** Required work **
Pick up the court opinion excerpt on warrantless vehicle inventory searches where it ends and keep writing.

Two particular cases from the United States Supreme Court merit further discussion. In Cady, supra, the Court justified a warrantless inventory search of a towed vehicle as being incident to the community caretaking functions of the local police to protect the safety of the community. 413 U.S. at 436. In that case, a vehicle operated by an intoxicated off-duty police officer was involved in an accident and rendered disabled on a bridge abutment. Having reason to believe that the off-duty officer was required to carry his service weapon with him at all times, the responding officers searched the front seat and the glove compartment to secure the service weapon. That weapon was not located during the initial search at the scene of the accident. After the car was towed to a private garage, an officer responded to the private tow yard to continue to search for the driver's service weapon in accordance with standard procedure within the police department. During the search of the trunk of the car, numerous items were located with suspected blood. The off-duty officer was ultimately charged with murder and challenged, inter alia, the search of his vehicle.

The Cady Court considered that,

"[l]ocal police officers, unlike federal officers, frequently investigate vehicle accidents in which there is no claim of criminal liability and engage in what, for want of a better term, may be described as community caretaking functions, totally divorced from the detection, investigation, or acquisition of evidence relating to the violation of a criminal statute.

. . . .

The constitutional difference between searches of and seizures from houses and similar structures and from vehicles stems both from the ambulatory character of the latter and from the fact that extensive, and often noncriminal contact with automobiles will bring local officials in 'plain view' of evidence, fruits, or instrumentalities of a crime, or contraband." 413 U.S. at 441-42 (emphasis added).
The Court further recognized that the disabled vehicle was obviously abandoned and represented a nuisance on the roadway, and that there was no evidence that having the car towed was unwarranted in terms of state law or sound police procedure. Id. at 447. The Court held that because the police reasonably believed that the towed vehicle contained a gun and was vulnerable to vandals, the warrantless search of the car, including the trunk, was not unreasonable under the Fourth Amendment. Id. at 447-48.

Citing the community caretaking functions discussed in Cady, the Opperman Court identified various situations in which the police are permitted to take vehicles into their custody: car accidents whereby the uninterrupted flow of traffic is impeded; where evidence of a disabled or damaged vehicle itself must be preserved; and where parking ordinance violations may jeopardize both public safety and the efficient movement of vehicular traffic. Opperman, 428 U.S. at 368-69. The Court then considered the routine practice of securing and inventorying automobiles' contents as generally followed by local police:

"These procedures developed in response to three distinct needs: the protection of the owner's property while it remains in police custody . . . ; the protection of the police against claims or disputes over lost or stolen property . . . ; and the protection of the police from potential
danger . . . . The practice has been viewed as essential to respond to incidents of theft or vandalism." Id. at 369 (internal citations omitted).
Citing the many state court cases upholding the community caretaking functions of police in conducting inventory searches as reasonable under a Fourth Amendment analysis, 428 U.S. at 369-71, the Opperman Court found that "[t]he decisions of this Court point unmistakably to the conclusion reached by both federal and state courts that inventories pursuant to standard police procedures are reasonable." Id. at 372.

** Material supplied **

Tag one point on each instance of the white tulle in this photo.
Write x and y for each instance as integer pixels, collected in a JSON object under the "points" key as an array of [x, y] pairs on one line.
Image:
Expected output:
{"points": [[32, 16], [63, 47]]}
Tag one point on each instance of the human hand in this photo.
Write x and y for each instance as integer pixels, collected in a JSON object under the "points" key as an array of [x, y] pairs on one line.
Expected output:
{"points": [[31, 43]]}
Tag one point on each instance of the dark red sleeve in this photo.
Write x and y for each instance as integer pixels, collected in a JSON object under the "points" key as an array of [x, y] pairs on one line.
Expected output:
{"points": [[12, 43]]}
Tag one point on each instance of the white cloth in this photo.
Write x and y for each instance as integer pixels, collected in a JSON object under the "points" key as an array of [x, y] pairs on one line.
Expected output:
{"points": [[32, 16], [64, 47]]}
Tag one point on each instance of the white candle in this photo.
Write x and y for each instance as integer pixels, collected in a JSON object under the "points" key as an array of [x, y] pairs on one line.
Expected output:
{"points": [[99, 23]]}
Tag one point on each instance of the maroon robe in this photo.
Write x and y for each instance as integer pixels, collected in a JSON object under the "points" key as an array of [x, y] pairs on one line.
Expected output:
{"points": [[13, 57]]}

* * *

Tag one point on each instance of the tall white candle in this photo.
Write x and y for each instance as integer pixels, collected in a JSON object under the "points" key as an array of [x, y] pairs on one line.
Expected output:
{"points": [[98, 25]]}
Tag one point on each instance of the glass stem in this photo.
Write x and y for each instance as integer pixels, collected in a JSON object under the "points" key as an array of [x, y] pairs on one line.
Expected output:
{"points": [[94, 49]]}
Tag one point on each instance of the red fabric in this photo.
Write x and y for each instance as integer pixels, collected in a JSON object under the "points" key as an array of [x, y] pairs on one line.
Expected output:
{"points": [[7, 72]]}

* * *

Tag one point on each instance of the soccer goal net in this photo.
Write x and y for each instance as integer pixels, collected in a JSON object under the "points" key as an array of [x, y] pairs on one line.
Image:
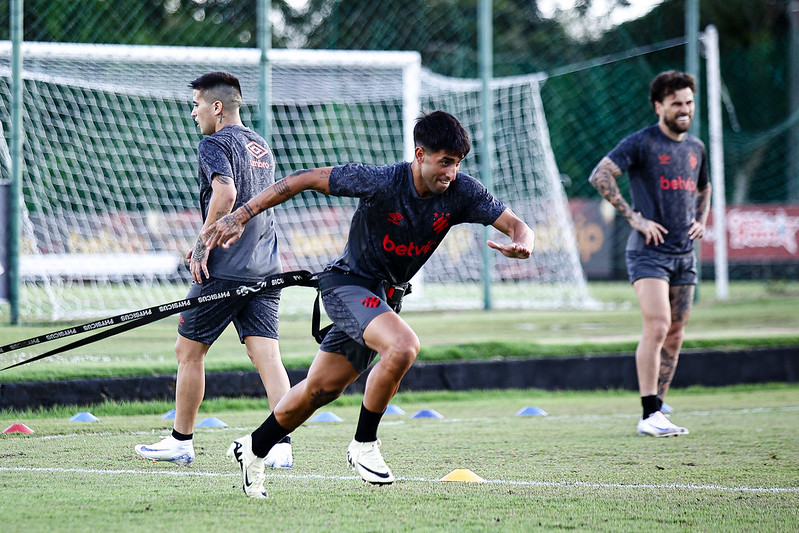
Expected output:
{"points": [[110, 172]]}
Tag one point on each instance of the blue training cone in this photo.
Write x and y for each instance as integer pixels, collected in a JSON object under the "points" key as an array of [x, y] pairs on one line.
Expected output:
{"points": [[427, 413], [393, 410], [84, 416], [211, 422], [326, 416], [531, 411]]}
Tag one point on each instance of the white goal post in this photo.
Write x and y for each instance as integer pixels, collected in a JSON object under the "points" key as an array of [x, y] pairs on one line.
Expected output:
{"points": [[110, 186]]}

** The answer **
The majority in Opperman also dismissed the probable cause analysis as being necessary for an inventory search to be conducted because it is a noncriminal, administrative caretaking function. "In view of the noncriminal context of inventory searches, and the inapplicability in such a setting of the requirement of probable cause, courts have held—and quite correctly—that search warrants are not required, linked as the warrant requirement textually is to the probable-cause concept." Id. at 370 n.5 (majority opinion). Ultimately, the Court concluded "that in following standard police procedures, prevailing throughout the country and approved by the overwhelming majority of courts, the conduct of the police [in conducting an inventory of an impounded vehicle] was not 'unreasonable' under the Fourth Amendment." Id. at 376.

Beyond the holdings of the highest court in the land, the Rhode Island Supreme Court has also repeatedly held that inventory searches are an exception to the search warrant requirement of the Fourth Amendment. See Grant, 840 A.2d at 550; State v. Bonin, 591 A.2d 38, 39 (R.I. 1991); State v. Louro, 589 A.2d 1197, 1198 (R.I. 1991). "To be valid, the inventory search must be conducted pursuant to standardized criteria, or as part of an established routine; it may not serve as a pretext for 'a general rummaging in order to discover incriminating evidence.'" Grant, 840 A.2d at 550 (quoting Florida v. Wells, 495 U.S. 1, 4 (1990) (emphasis in original)).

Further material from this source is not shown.